## WORK REQUEST 1
Answer these from the text on Chrimen fabric:
(a) About how many times per meter is the weft twisted?
(b) Where is Tango Chrimen made?
(c) What did Yuzen-sai Miyazaki paint before he designed Kimonos?
## WORK REQUEST 2
From the text on Chrimen fabric, write out everything from "The most well-known" down to "to design Kimonos.".
## WORK REQUEST 3
Continue the text on Chrimen fabric after its last sentence.

## TEXT PROVIDED

Called Crape in English, and Crepe in French, Chrimen is loved by many around the world, and we in Japan are fond of it too. Chrimen’s weaving process is achieved by using non-twisted warp threaded together with the weft which is twisted about 3000 times per meter and weave. After that, each thread is shrunk by refinement so that the weft’s twirl comes back, and the fabric has a small uneven finish. Chrimen does not crease easily, and because of the small uneven surface it has a great supple texture. Dying in shades gives it a rich colour which is deep because of the uneven finish. Chrimen is well-known as silk, but Polyester or Rayon ones are available now.
The most well-known Chrimen is called “Tango Chrimen” and it is made in the Tango area of Kyoto, Japan.
Its name came from an artist called “Yuzen-sai Miyazaki” in the Edo period. Yuzen-sai Miyazaki was a painter of sensu (Japanese folding fans)and took the world by storm. It was said that “without Yuzen’s sensu, you are not fashionable at all”. At the request of a Kosode (Kimono) shop, he then began to design Kimonos.

[Saved entries]
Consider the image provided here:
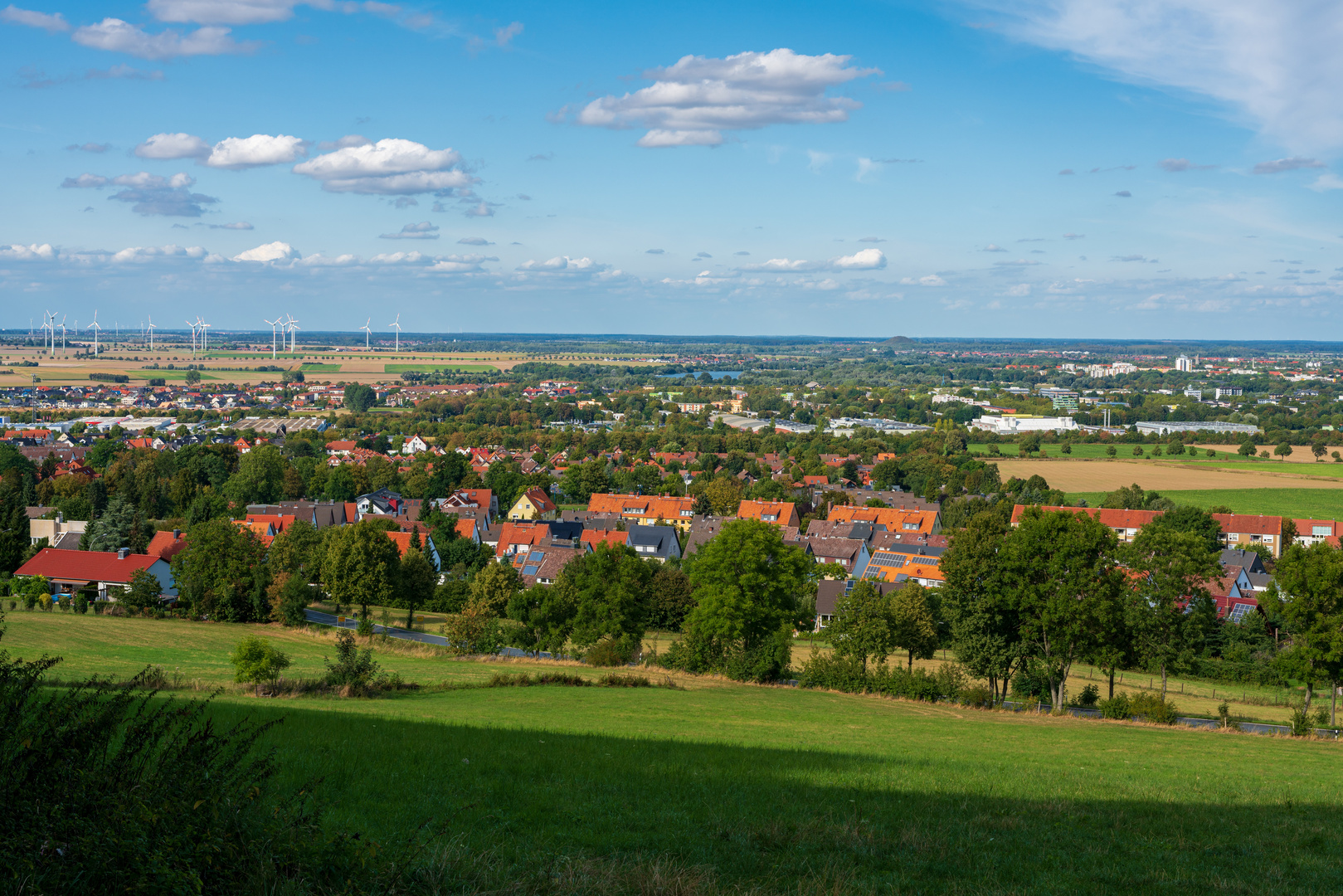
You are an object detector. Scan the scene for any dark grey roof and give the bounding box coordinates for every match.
[1218,548,1265,572]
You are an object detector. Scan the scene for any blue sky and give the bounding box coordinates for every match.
[0,0,1343,340]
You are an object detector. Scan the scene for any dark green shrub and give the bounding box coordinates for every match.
[1128,694,1179,725]
[1073,685,1100,709]
[1096,694,1133,718]
[323,629,382,696]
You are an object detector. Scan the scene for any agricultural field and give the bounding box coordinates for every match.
[382,364,499,373]
[4,612,1343,894]
[995,458,1343,494]
[1066,486,1343,520]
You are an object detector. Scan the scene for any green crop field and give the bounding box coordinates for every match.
[1066,489,1343,520]
[4,611,1343,894]
[382,364,499,373]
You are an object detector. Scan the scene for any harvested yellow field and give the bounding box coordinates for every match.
[995,460,1343,492]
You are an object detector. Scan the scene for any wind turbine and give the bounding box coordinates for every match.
[262,317,280,362]
[85,309,102,358]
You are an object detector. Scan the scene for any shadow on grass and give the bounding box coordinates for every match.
[207,705,1339,894]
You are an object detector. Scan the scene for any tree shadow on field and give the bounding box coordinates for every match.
[217,707,1341,894]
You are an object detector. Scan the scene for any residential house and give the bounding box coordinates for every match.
[15,548,178,601]
[625,525,681,562]
[588,494,694,529]
[802,534,870,575]
[508,486,556,520]
[737,501,800,527]
[28,508,89,549]
[812,579,905,631]
[826,504,942,534]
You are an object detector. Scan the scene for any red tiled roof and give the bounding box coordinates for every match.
[15,548,163,584]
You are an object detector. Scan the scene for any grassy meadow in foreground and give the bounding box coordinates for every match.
[2,611,1343,894]
[1066,489,1343,520]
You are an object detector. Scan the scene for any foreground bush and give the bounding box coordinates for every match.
[800,655,989,705]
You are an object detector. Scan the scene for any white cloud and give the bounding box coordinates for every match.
[145,0,298,26]
[204,134,308,171]
[294,139,478,196]
[0,243,61,262]
[0,4,70,33]
[234,241,301,262]
[830,249,887,270]
[985,0,1343,152]
[1254,156,1324,174]
[517,256,610,274]
[71,19,256,59]
[379,221,438,239]
[742,249,887,274]
[61,171,219,217]
[136,134,211,158]
[577,48,877,148]
[109,246,206,265]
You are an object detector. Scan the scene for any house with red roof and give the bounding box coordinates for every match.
[15,548,178,601]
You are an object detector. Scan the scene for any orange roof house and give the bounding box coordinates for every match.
[588,494,694,529]
[737,501,799,527]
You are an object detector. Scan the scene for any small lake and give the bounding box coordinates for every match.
[657,371,742,380]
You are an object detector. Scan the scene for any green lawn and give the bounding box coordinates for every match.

## WRITTEN ANSWER 1
(a) About 3000 times per meter.
(b) In the Tango area of Kyoto, Japan.
(c) Sensu (Japanese folding fans).

## WRITTEN ANSWER 2
The most well-known Chrimen is called “Tango Chrimen” and it is made in the Tango area of Kyoto, Japan.
Its name came from an artist called “Yuzen-sai Miyazaki” in the Edo period. Yuzen-sai Miyazaki was a painter of sensu (Japanese folding fans)and took the world by storm. It was said that “without Yuzen’s sensu, you are not fashionable at all”. At the request of a Kosode (Kimono) shop, he then began to design Kimonos.

## WRITTEN ANSWER 3
The restriction on ostentatious decoration was introduced in 1683. Women’s clothes with gold and silver embroidery and time consuming products such as “So-Shibori” (tie-dye) were prohibited, and any clothing that was luxurious and flamboyant was not allowed. Women wanted beautiful Kimono, but they were not allowed to sell or buy them to wear. However, the technique of Yuzen dyeing only uses “Bosen-Nori” (protection glue) and therefore enabled the production of colourful and beautiful Kimono without breaking the prohibition. Yuzen dyeing therefore saved the Kimono business which was in trouble.
Shibori is a Japanese term for several methods of dyeing cloth with a pattern by binding, stitching, folding, twisting, or compressing it. Some of these methods are known in the West as tie-dye. In Japan, the earliest known example of cloth dyed with a shibori technique dates from the eight century and it was among the goods donated by the Emperor Shomu to the Todai-ji in Nara.
Until the twentieth century, not many fabrics and dyes were in widespread use in Japan. The main fabrics were silk and hemp, and later cotton.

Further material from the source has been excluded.